- **Exercise text**:
= = = =

Over 50% of the juveniles in the Juvenile Justice System have diagnosable mental illnesses. This figure probably holds true for children who pass through the Child Protection System.

The average middle class child starts school with a vocabulary of 2100 words. The average poor child starts school with a vocabulary of 600 words. As a guardian ad-Litem, I have come to know many children in the child protection system that can barely communicate at six or seven years old.

Educational and mental health services work to keep kids off the streets and out of jail. Productive member of our community always cost us less than criminals or child mothers.

Investing in early childhood programs and mental health services could actually save us money, and certainly make our streets safer, and our communities more pleasant to live in.

It’s not so much about money-- Minnesota’s 2001 GDP (gross domestic product) ranks greater than Austria, Saudi Arabia, Poland, Hong Kong, Denmark, and a hundred other nations.

So if it’s not money, what is it?

www.invisiblechildren.org

Tuesday, May 03, 2005

What we do to our children


What we do to our children they will do to society
Pliny the Elder


I met with State Senator Mee Moua recently. I am a guardian ad-Litem concerned with the twice-abused children I know through County Child Protection.

Senator Moua is the first State legislator to speak to me with a genuine interest in creating a public dialogue around Children’s mental health issues (especially for the millions of children reported to Child Protection Services each year.)


We agree that a significant part of the problem with failing schools is the big numbers of traumatized children being warehoused in classrooms.
Teachers are in the terrible position of being responsible for educating students and managing traumatized children at the same time.

Because it is a complicated issue with no simple answers, legislators avoid the topic and don’t provide useful solutions.

The public is quick to blame parents, immigrants, and teachers for school failure, but unable to grasp the seriousness of a million new cases of abused and neglected children entering American classrooms each year. Blaming mentally ill or drug addicted abusive parents is useless. Blaming children or immigrants is wrong.

Until we can get our minds wrapped around the inter-relatedness of child abuse, mental illness, education, crime and pregnancy, we will continue to be a nation of teenage pregnancies and young criminals.

By federal statute, children removed from their homes by Child Protection Services have suffered the trauma of having their lives in danger of imminent harm (or they are left in the home.) That is the law under which children are removed from their home (the Imminent Harm doctrine.)

In my guardian ad-Litem cases, most children removed from their homes by the county need counseling very badly and they do not receive it.

The terrible behaviors abused children develop to stay alive in the toxic environment of beatings, drugs, sex, and neglect, make them social outcasts and define them as mentally ill in their new life settings.

Children that have suffered severe or prolonged abuse need a counseling regimen that will be part of their life for a long time to overcome the trauma and asocial behaviors learned in their early years. How do we unteach violence, sexual behaviors, or illegal drug use taught to a seven-year-old?

Short term counseling for severely damaged children is just one more abandonment.
Can prescriptions of psychotropic drugs like Ritalin, Prozac, without commensurate mental health services take the place of professional mental health counseling and the teaching of life skills for a disturbed seven year old?

Too large a percentage of children in the Child Protection System are receiving serious doses of psychotropic medication and not nearly enough mental health services. This is not saving our communities any money. We pay for the institutionalization of these children for many years.

What can we as parents, citizens, educators, and spiritual people do to create awareness of the seriously troubled children are being “managed” with psychotropic medications and expected to “become normal” without the help of therapy?

At the very least, tell your legislator you are tired of full prisons, dangerous streets, and failing schools. Tell them that you support mental health services for children.

= = = =

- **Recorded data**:
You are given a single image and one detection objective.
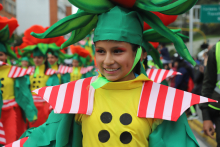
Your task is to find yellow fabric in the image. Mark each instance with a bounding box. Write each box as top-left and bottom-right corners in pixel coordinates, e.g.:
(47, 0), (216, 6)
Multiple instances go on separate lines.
(75, 74), (154, 147)
(51, 64), (61, 84)
(30, 64), (50, 95)
(0, 65), (15, 100)
(70, 67), (82, 82)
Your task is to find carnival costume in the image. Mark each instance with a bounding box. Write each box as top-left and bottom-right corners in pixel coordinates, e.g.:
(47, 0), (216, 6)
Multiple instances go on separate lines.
(19, 25), (63, 127)
(0, 17), (37, 143)
(5, 0), (218, 147)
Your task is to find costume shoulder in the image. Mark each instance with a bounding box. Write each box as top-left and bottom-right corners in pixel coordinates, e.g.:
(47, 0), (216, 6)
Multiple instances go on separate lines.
(33, 77), (97, 115)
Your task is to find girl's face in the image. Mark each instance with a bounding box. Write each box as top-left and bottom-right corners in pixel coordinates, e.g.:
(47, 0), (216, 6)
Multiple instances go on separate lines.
(0, 52), (7, 63)
(33, 56), (44, 66)
(95, 41), (136, 82)
(47, 54), (58, 65)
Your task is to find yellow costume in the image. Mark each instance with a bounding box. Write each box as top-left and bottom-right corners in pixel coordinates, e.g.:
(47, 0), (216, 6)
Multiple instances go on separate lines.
(75, 75), (154, 147)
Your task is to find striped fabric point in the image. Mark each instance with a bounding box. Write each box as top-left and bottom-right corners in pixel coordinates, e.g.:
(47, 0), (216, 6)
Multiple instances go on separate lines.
(146, 69), (182, 83)
(0, 61), (7, 66)
(80, 66), (93, 74)
(0, 120), (6, 145)
(33, 77), (97, 115)
(57, 65), (73, 74)
(5, 137), (28, 147)
(137, 81), (217, 121)
(8, 66), (34, 78)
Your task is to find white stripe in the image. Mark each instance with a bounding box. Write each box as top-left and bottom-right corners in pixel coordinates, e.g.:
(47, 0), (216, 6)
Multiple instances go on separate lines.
(70, 79), (84, 113)
(166, 70), (173, 78)
(0, 130), (5, 135)
(150, 69), (158, 81)
(43, 86), (53, 103)
(146, 83), (160, 118)
(147, 69), (152, 76)
(12, 140), (21, 147)
(86, 76), (97, 115)
(163, 87), (176, 120)
(18, 68), (27, 77)
(8, 66), (16, 78)
(137, 82), (146, 116)
(13, 67), (21, 78)
(157, 69), (166, 83)
(2, 102), (17, 108)
(0, 137), (6, 143)
(181, 92), (192, 114)
(199, 96), (209, 103)
(54, 83), (68, 113)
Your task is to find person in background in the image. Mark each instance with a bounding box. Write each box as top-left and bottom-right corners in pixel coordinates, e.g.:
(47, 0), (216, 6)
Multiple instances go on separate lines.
(200, 41), (220, 147)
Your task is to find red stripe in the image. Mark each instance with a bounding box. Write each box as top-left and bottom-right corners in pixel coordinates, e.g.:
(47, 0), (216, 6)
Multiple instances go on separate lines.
(49, 85), (60, 108)
(154, 85), (168, 119)
(171, 89), (184, 121)
(154, 69), (162, 82)
(37, 87), (47, 98)
(138, 81), (153, 117)
(148, 69), (154, 79)
(61, 81), (76, 113)
(161, 70), (169, 82)
(17, 68), (24, 77)
(20, 137), (28, 147)
(11, 67), (18, 77)
(190, 94), (200, 106)
(78, 77), (92, 114)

= = = =

Please rewrite everything in the text about child protection from "In my guardian" down to "one more abandonment.", substituting "therapy" for "counseling".

- **Solution**:
In my guardian ad-Litem cases, most children removed from their homes by the county need therapy very badly and they do not receive it.

The terrible behaviors abused children develop to stay alive in the toxic environment of beatings, drugs, sex, and neglect, make them social outcasts and define them as mentally ill in their new life settings.

Children that have suffered severe or prolonged abuse need a therapy regimen that will be part of their life for a long time to overcome the trauma and asocial behaviors learned in their early years. How do we unteach violence, sexual behaviors, or illegal drug use taught to a seven-year-old?

Short term therapy for severely damaged children is just one more abandonment.